From e3e4131379eb19b261a04edd60b05bff17fa3e81 Mon Sep 17 00:00:00 2001
From: "Philip.Hazel" <Philip.Hazel@gmail.com>
Date: Wed, 5 Nov 2014 16:05:19 +0000
Subject: [PATCH] Fix bug for (*ACCEPT) inside a capturing group.

---
 ChangeLog            |  7 +++++++
 src/pcre2_match.c    | 17 ++++++++++++++---
 src/pcre2test.c      | 26 ++++++++++++++++++++++----
 testdata/testinput1  |  3 +++
 testdata/testoutput1 |  9 +++++++++
 5 files changed, 55 insertions(+), 7 deletions(-)

diff --git a/ChangeLog b/ChangeLog
index cdca10a..eecc01c 100644
--- a/ChangeLog
+++ b/ChangeLog
@@ -44,4 +44,11 @@ strings matched by the repetition are not all the same length.
 information. This applied to any pattern with a group that matched no
 characters, for example: /(?:(?=.)|(?<!x))a/.
 
+7. When an (*ACCEPT) is triggered inside capturing parentheses, it arranges for
+those parentheses to be closed with whatever has been captured so far. However,
+it was failing to mark any other groups between the hightest capture so far and
+the currrent group as "unset". Thus, the ovector for those groups contained
+whatever was previously there. An example is the pattern /(x)|((*ACCEPT))/ when
+matched against "abcd".
+
 ****
diff --git a/src/pcre2_match.c b/src/pcre2_match.c
index 94309ee..b66dd35 100644
--- a/src/pcre2_match.c
+++ b/src/pcre2_match.c
@@ -1465,7 +1465,18 @@ for (;;)
       mb->ovector[offset] =
         mb->ovector[mb->offset_end - number];
       mb->ovector[offset+1] = eptr - mb->start_subject;
-      if (offset_top <= offset) offset_top = offset + 2;
+
+      /* If this group is at or above the current highwater mark, ensure that
+      any groups between the current high water mark and this group are marked
+      unset and then update the high water mark. */
+
+      if (offset >= offset_top)

§ DIRECTION A:
Name every file that the PCRE2 patch lists as changed in its summary.
§ DIRECTION B:
Write the next lines of the PCRE2 patch, picking up after its final line of code.
The material that comes next isn't needed for any of the work here.

Point annotation records:
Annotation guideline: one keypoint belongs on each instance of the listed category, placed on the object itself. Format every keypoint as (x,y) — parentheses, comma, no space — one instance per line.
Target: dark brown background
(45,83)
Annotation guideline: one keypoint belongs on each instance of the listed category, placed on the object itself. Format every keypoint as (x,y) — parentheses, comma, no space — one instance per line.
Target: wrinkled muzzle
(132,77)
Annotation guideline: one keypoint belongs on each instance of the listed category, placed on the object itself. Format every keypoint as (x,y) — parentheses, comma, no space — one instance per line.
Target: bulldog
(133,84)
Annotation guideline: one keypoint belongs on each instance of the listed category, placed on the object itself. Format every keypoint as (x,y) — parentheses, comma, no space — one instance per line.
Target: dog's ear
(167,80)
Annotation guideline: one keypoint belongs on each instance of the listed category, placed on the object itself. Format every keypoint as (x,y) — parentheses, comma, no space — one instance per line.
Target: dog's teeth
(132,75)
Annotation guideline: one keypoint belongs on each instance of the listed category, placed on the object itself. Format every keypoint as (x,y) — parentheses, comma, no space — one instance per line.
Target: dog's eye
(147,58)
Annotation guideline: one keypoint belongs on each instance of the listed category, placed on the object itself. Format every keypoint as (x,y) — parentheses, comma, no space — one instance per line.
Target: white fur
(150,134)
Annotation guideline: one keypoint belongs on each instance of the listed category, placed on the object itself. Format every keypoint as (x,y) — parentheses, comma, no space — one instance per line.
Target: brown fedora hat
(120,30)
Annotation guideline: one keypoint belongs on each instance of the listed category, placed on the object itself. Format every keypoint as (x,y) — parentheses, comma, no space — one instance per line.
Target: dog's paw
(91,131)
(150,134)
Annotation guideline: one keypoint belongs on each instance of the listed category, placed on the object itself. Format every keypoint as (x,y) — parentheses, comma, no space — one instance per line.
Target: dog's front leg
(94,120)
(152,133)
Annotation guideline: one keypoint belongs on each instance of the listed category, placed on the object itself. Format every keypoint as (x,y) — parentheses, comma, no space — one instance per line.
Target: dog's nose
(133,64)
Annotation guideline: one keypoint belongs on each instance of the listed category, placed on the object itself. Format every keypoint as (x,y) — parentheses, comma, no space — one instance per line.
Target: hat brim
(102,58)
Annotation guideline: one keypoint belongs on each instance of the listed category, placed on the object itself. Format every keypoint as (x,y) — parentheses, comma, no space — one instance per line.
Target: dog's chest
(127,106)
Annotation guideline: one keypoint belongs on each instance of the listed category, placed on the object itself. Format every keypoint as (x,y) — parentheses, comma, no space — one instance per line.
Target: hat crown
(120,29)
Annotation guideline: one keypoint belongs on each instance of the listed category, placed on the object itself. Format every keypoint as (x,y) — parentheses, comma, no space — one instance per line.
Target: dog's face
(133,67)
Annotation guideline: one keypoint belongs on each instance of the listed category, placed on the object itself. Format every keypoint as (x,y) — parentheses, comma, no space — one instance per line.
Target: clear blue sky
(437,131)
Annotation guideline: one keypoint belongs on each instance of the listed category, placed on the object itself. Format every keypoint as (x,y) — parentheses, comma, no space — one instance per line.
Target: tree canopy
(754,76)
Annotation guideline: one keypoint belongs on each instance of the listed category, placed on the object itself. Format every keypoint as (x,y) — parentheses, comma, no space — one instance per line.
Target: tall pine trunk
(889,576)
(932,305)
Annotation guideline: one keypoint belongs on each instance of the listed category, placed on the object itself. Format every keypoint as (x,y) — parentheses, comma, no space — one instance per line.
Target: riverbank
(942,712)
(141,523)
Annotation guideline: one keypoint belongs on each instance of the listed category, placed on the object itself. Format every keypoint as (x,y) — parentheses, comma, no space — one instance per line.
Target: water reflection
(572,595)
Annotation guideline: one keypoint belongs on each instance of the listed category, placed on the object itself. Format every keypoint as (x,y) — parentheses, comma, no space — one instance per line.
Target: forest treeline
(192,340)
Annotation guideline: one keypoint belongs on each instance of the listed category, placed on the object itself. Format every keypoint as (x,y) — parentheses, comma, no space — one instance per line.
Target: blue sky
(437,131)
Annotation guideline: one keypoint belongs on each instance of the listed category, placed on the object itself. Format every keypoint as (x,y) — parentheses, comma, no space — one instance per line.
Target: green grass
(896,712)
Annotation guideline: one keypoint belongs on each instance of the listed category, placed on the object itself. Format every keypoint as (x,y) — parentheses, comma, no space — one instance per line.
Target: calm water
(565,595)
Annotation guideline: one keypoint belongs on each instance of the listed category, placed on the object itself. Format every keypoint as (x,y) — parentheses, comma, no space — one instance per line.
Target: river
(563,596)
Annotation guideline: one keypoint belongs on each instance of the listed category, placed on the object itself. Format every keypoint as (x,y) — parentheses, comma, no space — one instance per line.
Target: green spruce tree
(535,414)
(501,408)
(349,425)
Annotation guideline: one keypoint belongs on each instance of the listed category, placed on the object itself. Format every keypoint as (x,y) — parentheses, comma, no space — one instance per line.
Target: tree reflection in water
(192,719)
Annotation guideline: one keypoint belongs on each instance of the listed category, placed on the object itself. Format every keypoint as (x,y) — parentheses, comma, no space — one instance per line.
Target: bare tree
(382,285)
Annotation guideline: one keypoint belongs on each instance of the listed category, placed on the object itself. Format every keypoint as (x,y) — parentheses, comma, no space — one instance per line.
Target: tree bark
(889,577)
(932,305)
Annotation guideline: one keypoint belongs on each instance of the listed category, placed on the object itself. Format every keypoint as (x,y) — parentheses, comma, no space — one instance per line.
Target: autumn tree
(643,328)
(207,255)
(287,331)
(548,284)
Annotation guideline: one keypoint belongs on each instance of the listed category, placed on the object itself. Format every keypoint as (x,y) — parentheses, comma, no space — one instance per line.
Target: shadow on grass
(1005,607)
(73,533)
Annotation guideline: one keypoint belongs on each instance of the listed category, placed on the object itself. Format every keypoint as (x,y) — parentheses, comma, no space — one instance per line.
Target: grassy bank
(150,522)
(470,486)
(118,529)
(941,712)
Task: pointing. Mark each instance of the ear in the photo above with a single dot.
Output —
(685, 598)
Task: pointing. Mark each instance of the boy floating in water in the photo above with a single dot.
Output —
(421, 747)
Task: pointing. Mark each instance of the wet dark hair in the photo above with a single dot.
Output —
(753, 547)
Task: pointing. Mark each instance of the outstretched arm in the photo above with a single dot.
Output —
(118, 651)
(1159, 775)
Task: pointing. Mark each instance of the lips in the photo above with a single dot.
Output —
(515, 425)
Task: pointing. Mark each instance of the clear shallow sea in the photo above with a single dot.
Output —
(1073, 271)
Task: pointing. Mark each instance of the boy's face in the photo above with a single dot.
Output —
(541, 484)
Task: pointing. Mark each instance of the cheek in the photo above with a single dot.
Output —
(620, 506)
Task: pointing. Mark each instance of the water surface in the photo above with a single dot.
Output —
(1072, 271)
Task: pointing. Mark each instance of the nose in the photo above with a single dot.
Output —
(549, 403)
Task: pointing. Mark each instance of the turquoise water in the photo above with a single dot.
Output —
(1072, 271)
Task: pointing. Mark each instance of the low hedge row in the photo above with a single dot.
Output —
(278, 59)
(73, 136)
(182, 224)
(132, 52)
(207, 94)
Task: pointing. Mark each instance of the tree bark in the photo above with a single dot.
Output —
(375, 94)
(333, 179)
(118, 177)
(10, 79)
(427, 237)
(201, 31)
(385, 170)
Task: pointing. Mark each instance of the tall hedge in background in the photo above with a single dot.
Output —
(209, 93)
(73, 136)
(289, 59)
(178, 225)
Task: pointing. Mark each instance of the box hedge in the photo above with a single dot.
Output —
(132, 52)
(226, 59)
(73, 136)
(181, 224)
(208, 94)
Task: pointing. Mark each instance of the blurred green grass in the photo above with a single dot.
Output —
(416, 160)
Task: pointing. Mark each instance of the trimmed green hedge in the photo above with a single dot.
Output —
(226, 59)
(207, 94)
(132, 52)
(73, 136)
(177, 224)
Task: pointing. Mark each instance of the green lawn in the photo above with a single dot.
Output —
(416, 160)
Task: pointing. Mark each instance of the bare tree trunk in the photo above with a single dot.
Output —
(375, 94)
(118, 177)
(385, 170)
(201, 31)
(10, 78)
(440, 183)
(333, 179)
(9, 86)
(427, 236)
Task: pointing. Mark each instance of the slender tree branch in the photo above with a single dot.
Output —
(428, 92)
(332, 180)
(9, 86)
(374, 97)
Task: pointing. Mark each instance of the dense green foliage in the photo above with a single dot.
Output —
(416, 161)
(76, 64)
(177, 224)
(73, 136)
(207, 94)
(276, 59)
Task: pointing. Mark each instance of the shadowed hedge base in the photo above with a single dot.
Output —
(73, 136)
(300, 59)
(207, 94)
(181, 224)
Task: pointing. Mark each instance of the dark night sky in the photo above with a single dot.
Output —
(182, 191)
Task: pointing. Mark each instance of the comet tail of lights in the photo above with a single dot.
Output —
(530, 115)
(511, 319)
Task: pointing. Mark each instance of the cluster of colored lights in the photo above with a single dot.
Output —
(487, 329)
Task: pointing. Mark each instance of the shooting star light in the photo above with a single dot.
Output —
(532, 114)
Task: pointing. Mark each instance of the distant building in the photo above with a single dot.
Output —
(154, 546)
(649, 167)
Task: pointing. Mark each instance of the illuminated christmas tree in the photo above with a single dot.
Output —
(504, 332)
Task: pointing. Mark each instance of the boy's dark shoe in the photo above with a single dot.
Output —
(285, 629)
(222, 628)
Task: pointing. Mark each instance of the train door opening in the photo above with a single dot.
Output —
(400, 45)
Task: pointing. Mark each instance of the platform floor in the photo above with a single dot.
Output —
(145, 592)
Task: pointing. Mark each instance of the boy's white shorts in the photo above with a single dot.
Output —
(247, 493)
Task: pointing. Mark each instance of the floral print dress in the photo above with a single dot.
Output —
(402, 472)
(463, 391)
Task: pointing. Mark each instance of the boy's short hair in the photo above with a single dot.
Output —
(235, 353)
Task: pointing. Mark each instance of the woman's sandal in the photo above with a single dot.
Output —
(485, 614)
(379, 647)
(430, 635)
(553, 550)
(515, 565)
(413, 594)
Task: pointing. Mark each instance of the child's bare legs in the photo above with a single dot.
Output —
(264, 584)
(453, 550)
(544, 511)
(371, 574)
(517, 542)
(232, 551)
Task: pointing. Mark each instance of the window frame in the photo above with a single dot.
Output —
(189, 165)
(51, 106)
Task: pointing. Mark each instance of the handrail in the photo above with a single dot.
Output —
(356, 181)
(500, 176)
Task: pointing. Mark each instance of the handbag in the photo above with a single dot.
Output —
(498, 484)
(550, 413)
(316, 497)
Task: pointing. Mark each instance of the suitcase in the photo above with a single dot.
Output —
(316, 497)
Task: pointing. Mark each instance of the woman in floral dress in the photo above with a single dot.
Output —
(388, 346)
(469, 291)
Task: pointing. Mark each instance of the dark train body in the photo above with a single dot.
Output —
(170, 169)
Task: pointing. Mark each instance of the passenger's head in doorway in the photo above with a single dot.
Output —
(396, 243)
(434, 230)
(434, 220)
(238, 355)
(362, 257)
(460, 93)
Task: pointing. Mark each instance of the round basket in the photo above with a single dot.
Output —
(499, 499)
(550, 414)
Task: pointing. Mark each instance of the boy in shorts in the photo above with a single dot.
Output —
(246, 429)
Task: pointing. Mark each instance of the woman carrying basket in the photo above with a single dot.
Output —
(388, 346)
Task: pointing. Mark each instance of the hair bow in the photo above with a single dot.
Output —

§ EXERCISE ANSWER A:
ChangeLog, src/pcre2_match.c, src/pcre2test.c, testdata/testinput1, testdata/testoutput1

§ EXERCISE ANSWER B:
+        {
+        register PCRE2_SIZE *iptr = mb->ovector + offset_top;
+        register PCRE2_SIZE *iend = mb->ovector + offset;
+        while (iptr < iend) *iptr++ = PCRE2_UNSET;
+        offset_top = offset + 2;
+        }
       }
     ecode += 1 + IMM2_SIZE;
     break;
@@ -6321,18 +6332,18 @@ while (nextframe != NULL)
 *           Match a Regular Expression           *
 *************************************************/
 
-/* This function applies a compiled re to a subject string and picks out
+/* This function applies a compiled pattern to a subject string and picks out
 portions of the string if it matches. Two elements in the vector are set for
 each substring: the offsets to the start and end of the substring.
 
 Arguments:
-  context         points a PCRE2 context
   code            points to the compiled expression
   subject         points to the subject string
   length          length of subject string (may contain binary zeros)
   start_offset    where to start in the subject string
   options         option bits
   match_data      points to a match_data block
+  mcontext        points a PCRE2 context
 
 Returns:          > 0 => success; value is the number of ovector pairs filled
                   = 0 => success, but ovector is not big enough
diff --git a/src/pcre2test.c b/src/pcre2test.c
index 66b2e19..7146733 100644
--- a/src/pcre2test.c
+++ b/src/pcre2test.c
@@ -163,6 +163,7 @@ void vms_setsymbol( char *, char *, int );
 #define CFAIL_UNSET UINT32_MAX  /* Unset value for cfail fields */
 #define DFA_WS_DIMENSION 1000   /* Size of DFA workspace */
 #define DEFAULT_OVECCOUNT 15    /* Default ovector count */
+#define JUNK_OFFSET 0xdeadbeef  /* For initializing ovector */
 #define LOOPREPEAT 500000       /* Default loop count for timing */
 #define VERSION_SIZE 64         /* Size of buffer for the version strings */
 
@@ -4685,12 +4686,18 @@ else
 
 for (gmatched = 0;; gmatched++)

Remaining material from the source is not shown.